The lines to be copied are those below that contain "pool".

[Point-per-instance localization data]
+ + + + +
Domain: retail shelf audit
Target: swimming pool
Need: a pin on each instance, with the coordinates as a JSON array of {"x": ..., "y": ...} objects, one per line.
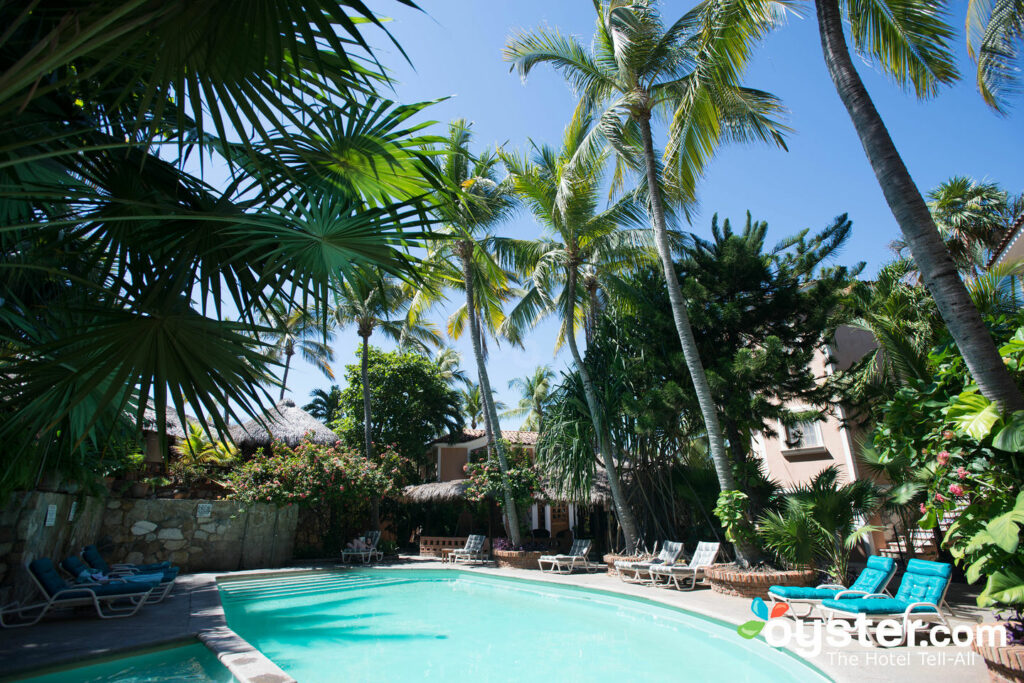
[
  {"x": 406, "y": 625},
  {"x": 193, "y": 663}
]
+ + + + +
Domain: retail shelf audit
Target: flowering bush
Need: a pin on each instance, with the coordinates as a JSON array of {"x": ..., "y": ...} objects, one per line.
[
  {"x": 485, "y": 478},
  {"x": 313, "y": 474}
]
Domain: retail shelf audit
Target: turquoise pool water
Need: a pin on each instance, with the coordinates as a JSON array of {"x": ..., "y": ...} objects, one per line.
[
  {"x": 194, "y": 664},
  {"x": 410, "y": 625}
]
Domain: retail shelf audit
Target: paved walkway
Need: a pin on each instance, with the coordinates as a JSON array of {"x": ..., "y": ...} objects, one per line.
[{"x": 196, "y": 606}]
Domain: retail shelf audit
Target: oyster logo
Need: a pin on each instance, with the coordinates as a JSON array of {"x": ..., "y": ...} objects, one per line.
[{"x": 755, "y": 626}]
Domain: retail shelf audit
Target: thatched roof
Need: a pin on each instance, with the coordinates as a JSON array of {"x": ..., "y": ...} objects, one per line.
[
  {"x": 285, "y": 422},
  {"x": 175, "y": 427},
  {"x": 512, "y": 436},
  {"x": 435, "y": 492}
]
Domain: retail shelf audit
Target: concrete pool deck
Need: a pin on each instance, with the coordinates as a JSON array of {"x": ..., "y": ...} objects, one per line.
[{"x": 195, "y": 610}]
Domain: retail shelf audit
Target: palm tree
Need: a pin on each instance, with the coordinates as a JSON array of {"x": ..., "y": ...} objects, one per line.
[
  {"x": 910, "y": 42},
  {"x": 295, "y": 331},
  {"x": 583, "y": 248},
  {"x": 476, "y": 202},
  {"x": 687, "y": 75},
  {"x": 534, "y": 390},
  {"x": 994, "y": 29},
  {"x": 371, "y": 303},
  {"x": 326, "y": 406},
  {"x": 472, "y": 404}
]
+ + + + +
### Exercise response:
Target: swimming pool
Target: turquoise pool water
Target: concrete pool deck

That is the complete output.